━━━━━ Extrait du document ━━━━━

La mobilisation citoyenne a été grandiose pour le 31e vendredi. Quel enseignement en tirez-vous ?
Mansour Kedidir, politologue. S’il y a un événement majeur qui a marqué les esprits, exprimé sans cadre contraignant les aspirations du citoyen, et acté la refondation de la démocratie en Algérie, c’est bien le Hirak. Loin des couloirs obscurs du pouvoir et les gesticulations malsaines de quelques formations politiques, il est devenu la seule force de changement pacifique qui, pour une fois dans l’histoire contemporaine du pays, a permis aux Algériens, toutes tendances confondues, de rêver d’une Algérie libre et démocratique.
Tous ceux qui ignorent cette réalité ou la rejettent se placent à contre-courant des dynamiques historiques. Et c’est dans cette logique qu’il faut situer la mobilisation du 31e vendredi.
Quatre enseignements peuvent être retenus. Clairement, sans détours et avec le même ton de détermination, les manifestants ont rejeté les élections programmées pour le 12 décembre et revendiqué le respect des libertés et l’établissement d’un Etat de droit.
Comme toujours, la manifestation a surpris les gouvernants et désappointé une partie de la classe politique qui a épousé et défendu la démarche du pouvoir.
Cette manifestation a prouvé qu’aucune solution politique ne peut être échafaudée sans la participation du Hirak. Par conséquent, au lieu d’un recours aux manœuvres d’un autre âge, ce qui a fait perdre du temps à la nation, il appartient aux tenants du pouvoir de repenser leur approche de la crise et de bâtir leur perception du Hirak, non pas selon le système de croyances sorti du moule de la pensée unique, mais dans une perspective historique en considérant le Hirak comme une dynamique sociale.
Dans un contexte de temps mondial où le citoyen de Reggane, -que je cite à titre d’exemple-, peut porter sa voix à l’échelle planétaire, il n’y a plus de place à la filouterie politique. On ne peut, en un temps très court -l’espace de quelques semaines- nommer sur le tas un panel, bâcler un dialogue alors qu’il s’agissait d’un travail laborieux, et jeter l’anathème sur des acteurs politiques dont les droits sont protégés par la Constitution.
Alors que la crise risque de prendre des tournures dramatiques, il appartient aux gouvernants d’agir dans le sens des revendications des manifestants. La ressource humaine engagée ne manque pas et la foi dans l’essor de la nation nous traverse tous.

━━━━━

## Exercice écrit
Indiquez si chacune des affirmations suivantes concorde avec l'entretien sur le Hirak, en répondant par oui ou non et en citant les mots du texte qui tranchent.
1. Les manifestants du 31e vendredi ont rejeté les élections prévues pour le 12 décembre.
2. Le politologue retient trois enseignements de cette mobilisation.
3. Le panel a été nommé au terme d'une longue préparation de plusieurs mois.
Fondez-vous uniquement sur l'entretien.

━━━━━ Jeu de données ━━━━━

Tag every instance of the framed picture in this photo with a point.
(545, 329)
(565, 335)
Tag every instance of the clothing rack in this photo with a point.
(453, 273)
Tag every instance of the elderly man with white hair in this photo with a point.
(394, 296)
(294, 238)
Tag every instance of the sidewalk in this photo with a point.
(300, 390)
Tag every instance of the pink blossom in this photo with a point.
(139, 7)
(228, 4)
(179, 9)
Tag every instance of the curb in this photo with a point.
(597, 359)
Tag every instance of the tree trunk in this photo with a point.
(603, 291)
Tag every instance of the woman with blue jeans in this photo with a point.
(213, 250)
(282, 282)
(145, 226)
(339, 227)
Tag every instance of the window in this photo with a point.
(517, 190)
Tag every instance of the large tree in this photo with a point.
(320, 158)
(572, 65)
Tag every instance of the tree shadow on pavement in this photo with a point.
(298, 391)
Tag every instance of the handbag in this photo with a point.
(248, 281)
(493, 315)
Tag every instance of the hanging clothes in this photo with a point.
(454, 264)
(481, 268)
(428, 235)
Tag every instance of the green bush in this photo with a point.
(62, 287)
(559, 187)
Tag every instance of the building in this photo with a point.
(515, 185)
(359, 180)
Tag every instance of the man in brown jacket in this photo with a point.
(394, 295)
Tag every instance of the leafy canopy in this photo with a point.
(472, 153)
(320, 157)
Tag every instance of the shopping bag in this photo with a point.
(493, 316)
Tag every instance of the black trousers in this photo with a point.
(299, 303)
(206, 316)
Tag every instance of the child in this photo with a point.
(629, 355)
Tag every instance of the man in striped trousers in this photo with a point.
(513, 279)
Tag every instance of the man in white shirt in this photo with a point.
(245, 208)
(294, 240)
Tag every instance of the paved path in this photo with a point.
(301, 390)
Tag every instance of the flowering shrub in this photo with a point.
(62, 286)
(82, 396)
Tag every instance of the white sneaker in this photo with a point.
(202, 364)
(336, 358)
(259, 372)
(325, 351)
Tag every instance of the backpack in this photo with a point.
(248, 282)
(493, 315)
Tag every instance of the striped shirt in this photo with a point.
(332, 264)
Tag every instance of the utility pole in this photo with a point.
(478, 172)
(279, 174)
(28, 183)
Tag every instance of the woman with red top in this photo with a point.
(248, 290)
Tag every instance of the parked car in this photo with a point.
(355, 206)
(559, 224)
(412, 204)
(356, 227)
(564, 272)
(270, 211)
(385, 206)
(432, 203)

━━━━━

## Corrigé
1. Oui : « les manifestants ont rejeté les élections programmées pour le 12 décembre »
2. Non : « Quatre enseignements peuvent être retenus. »
3. Non : « On ne peut, en un temps très court -l’espace de quelques semaines- nommer sur le tas un panel »